#### WHAT IS REQUIRED:
Write out exactly, with no other output, the lines below from the one that contains "Phrase: eroded rock face" through the end.

#### EXERCISE MATERIAL:
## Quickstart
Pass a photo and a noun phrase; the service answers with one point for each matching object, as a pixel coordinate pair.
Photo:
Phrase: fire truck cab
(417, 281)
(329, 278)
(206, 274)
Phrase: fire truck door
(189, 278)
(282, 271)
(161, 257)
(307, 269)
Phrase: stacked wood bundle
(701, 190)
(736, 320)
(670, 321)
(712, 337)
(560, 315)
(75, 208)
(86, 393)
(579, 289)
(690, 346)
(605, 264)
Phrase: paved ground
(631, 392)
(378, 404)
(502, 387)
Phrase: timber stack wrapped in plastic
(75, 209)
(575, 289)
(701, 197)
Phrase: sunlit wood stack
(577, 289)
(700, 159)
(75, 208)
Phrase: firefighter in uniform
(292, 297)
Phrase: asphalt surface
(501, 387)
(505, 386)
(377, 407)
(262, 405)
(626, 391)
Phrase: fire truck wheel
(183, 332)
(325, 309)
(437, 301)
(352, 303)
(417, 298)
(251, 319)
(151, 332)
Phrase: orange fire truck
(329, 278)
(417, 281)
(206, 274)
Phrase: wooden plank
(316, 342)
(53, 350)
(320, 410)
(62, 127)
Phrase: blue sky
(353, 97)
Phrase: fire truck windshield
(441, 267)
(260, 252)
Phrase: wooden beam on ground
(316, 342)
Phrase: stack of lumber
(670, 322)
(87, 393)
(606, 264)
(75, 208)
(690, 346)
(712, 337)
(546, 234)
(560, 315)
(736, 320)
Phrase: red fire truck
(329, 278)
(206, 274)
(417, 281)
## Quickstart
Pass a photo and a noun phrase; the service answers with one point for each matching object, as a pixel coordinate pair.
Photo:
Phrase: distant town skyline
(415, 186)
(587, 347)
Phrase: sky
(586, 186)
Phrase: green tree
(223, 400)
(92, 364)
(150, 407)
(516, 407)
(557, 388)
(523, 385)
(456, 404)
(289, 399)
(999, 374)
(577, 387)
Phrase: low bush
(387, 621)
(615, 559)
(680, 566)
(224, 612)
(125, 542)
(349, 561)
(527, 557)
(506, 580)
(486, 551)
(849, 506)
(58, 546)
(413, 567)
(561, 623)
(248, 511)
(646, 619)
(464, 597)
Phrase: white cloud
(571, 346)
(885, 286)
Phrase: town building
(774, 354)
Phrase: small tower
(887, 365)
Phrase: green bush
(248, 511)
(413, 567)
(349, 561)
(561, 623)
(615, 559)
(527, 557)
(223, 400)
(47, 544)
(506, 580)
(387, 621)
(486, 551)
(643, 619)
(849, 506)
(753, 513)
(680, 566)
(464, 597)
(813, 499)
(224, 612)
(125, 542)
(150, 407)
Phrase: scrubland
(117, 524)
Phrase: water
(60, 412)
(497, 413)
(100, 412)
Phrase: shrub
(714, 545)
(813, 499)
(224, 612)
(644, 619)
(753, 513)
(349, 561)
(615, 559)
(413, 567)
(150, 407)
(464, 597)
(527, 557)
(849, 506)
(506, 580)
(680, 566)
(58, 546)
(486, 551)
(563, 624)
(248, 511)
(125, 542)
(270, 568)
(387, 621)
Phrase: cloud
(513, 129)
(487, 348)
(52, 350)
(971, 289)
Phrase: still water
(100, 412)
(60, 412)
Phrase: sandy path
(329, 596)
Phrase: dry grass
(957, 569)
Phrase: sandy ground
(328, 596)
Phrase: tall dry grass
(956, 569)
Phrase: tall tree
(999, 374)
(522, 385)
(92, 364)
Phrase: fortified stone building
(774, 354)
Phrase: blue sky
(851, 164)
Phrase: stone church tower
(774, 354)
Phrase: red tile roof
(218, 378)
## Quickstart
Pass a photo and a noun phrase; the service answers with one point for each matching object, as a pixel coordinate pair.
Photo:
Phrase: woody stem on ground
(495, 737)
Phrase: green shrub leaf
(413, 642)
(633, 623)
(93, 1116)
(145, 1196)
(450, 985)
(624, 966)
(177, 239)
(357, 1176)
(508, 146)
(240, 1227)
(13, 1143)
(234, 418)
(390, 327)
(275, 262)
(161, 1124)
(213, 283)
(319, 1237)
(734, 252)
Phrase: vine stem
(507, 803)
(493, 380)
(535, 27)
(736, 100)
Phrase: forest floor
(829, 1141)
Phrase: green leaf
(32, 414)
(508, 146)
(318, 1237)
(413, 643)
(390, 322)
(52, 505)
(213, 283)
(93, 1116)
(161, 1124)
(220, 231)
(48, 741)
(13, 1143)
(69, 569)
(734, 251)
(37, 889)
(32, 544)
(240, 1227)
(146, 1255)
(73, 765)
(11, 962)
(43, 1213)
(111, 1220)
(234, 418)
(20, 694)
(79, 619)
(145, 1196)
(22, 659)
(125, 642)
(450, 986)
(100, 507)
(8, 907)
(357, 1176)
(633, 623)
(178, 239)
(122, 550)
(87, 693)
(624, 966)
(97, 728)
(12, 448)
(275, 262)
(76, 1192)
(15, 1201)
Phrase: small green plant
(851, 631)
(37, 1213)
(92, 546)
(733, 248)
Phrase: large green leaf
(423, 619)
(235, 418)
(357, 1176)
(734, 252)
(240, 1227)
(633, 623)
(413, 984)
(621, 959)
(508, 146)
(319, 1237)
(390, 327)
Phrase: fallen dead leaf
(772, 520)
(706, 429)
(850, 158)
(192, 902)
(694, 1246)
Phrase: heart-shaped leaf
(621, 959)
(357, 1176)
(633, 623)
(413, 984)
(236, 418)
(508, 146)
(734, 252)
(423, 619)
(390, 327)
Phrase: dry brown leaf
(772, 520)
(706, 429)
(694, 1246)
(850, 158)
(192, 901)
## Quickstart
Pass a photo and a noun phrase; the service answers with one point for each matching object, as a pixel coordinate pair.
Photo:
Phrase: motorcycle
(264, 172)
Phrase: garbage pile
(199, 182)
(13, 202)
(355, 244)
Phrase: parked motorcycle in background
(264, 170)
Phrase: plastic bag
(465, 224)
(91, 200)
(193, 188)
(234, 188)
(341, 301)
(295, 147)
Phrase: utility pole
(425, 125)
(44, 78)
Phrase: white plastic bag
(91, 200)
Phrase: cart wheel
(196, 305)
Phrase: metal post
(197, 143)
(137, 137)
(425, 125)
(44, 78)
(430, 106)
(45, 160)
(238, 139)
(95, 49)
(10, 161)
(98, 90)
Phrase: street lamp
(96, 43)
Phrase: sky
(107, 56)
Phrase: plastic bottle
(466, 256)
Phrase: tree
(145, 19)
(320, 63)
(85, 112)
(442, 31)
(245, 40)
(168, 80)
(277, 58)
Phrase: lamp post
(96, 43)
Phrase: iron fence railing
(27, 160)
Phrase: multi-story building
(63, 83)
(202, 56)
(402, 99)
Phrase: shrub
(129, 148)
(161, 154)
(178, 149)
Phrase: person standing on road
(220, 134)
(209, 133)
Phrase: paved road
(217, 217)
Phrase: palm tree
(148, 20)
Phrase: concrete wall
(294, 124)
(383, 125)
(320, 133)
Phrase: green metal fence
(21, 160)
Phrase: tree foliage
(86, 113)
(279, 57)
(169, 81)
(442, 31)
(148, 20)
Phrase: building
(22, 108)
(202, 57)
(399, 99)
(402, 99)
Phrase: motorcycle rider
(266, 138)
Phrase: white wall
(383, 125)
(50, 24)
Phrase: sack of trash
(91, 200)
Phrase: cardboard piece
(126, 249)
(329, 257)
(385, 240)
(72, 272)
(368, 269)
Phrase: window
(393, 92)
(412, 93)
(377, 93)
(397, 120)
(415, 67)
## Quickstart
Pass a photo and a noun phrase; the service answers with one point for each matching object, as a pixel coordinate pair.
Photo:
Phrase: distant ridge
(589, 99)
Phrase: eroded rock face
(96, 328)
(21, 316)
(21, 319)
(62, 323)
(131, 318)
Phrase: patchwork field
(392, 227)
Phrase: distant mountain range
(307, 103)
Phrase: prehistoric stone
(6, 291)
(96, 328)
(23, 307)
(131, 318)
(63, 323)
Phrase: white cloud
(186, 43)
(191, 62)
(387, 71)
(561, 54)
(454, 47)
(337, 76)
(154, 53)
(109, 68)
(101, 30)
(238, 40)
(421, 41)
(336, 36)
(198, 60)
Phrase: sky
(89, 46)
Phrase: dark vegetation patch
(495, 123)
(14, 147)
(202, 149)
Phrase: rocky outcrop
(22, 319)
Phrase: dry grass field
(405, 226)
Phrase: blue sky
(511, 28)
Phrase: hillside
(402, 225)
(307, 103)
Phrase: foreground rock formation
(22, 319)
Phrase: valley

#### WRITTEN ANSWER:
Phrase: eroded rock face
(96, 328)
(21, 316)
(21, 319)
(62, 323)
(131, 318)
Phrase: patchwork field
(392, 227)
Phrase: distant mountain range
(307, 103)
Phrase: prehistoric stone
(6, 291)
(96, 328)
(23, 307)
(131, 318)
(63, 323)
Phrase: white cloud
(186, 43)
(191, 62)
(387, 71)
(561, 54)
(454, 47)
(337, 76)
(154, 53)
(109, 68)
(101, 30)
(238, 40)
(421, 41)
(336, 36)
(198, 60)
Phrase: sky
(89, 46)
Phrase: dark vegetation patch
(495, 123)
(14, 147)
(202, 149)
Phrase: rocky outcrop
(22, 319)
Phrase: dry grass field
(405, 226)
Phrase: blue sky
(511, 28)
Phrase: hillside
(402, 225)
(307, 103)
Phrase: foreground rock formation
(22, 319)
Phrase: valley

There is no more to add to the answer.